Exercise task: Copy out verbatim the items below, from the line containing "For this drill the class indicates the laptop" through the line containing "For this drill the class indicates the gray", with both of those lines included.
───── Material to process
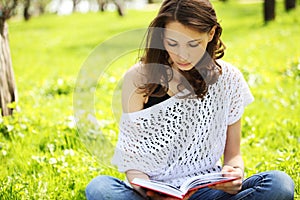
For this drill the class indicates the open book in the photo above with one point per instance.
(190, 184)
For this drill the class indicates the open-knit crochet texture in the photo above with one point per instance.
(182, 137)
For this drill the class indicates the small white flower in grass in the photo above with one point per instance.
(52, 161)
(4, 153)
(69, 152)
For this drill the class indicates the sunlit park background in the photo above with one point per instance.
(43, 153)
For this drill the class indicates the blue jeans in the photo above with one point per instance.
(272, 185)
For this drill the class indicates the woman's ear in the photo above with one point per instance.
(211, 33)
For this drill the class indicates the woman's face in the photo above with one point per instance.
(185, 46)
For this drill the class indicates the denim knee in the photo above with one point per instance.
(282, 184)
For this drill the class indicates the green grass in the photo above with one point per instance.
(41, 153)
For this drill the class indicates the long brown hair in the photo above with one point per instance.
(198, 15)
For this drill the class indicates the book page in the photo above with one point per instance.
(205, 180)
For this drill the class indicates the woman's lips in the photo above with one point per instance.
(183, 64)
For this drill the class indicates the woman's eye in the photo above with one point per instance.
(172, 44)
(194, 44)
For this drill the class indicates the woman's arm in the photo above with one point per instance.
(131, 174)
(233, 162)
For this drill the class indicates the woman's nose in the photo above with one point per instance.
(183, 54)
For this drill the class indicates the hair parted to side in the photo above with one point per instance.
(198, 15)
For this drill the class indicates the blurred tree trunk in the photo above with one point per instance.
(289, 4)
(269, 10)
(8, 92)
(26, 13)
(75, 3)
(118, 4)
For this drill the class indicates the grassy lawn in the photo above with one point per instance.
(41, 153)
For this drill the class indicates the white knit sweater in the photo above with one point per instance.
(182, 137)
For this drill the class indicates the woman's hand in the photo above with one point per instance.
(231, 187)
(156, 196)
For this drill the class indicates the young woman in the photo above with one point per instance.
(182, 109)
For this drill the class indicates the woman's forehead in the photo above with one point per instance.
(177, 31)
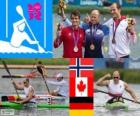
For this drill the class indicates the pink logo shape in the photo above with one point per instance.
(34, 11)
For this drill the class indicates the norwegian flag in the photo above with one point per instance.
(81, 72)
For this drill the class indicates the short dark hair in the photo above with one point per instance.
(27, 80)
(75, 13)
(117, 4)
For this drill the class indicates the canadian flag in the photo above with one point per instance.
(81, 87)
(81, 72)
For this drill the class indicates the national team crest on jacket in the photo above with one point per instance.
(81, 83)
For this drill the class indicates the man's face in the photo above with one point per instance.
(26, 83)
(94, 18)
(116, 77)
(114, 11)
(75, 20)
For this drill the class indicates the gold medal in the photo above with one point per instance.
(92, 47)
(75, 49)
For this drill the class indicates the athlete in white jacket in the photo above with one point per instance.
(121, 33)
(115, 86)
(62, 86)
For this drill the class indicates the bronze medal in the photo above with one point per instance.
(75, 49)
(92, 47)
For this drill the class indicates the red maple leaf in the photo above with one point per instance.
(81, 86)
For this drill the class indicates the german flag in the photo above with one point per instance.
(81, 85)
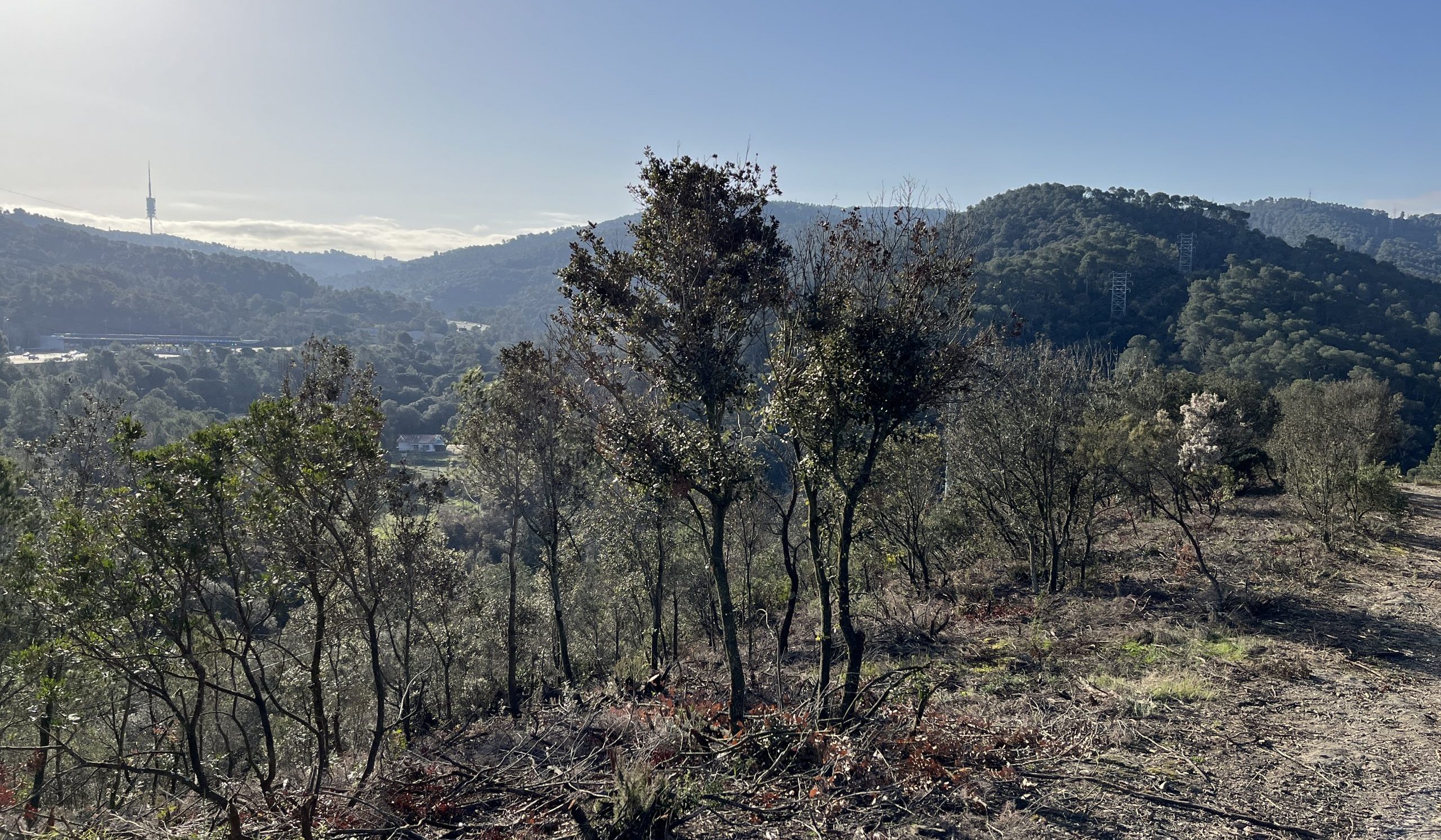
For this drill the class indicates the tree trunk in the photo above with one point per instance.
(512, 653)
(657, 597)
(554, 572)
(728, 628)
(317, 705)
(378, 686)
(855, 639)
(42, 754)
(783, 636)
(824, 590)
──────────
───── Material to process
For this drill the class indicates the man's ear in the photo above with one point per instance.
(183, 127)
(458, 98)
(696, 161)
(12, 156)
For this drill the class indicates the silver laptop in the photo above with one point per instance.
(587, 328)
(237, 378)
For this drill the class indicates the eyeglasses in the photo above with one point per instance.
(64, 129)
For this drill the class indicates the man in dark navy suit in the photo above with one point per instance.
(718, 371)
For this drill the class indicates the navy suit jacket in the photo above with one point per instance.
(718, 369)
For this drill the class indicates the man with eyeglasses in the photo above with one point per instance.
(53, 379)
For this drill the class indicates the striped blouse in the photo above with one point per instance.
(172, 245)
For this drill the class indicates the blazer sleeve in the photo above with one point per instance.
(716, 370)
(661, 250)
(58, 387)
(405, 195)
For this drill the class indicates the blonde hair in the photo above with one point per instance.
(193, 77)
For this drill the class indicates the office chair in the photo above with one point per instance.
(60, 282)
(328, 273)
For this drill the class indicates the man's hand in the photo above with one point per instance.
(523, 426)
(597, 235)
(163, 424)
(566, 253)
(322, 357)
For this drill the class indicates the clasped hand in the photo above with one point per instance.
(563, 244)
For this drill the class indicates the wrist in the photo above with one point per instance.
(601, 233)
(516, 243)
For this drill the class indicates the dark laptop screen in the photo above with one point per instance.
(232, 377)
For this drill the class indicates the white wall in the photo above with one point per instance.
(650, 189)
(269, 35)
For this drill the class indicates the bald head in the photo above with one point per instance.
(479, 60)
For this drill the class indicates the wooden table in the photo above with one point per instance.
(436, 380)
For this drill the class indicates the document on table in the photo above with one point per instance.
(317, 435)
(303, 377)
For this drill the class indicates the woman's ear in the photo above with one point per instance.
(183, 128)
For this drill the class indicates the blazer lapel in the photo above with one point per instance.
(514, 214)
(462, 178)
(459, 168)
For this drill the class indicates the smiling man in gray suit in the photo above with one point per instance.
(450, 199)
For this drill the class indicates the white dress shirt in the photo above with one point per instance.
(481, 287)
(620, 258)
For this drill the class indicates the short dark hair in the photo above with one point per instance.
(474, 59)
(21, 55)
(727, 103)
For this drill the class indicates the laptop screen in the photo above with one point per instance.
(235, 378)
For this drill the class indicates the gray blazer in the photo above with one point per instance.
──────────
Exercise output:
For this drill the class indicates the laptop screen in the photo above with one point per instance.
(235, 378)
For this drill the class indicates the gray blazer in the photo above with one point per instance.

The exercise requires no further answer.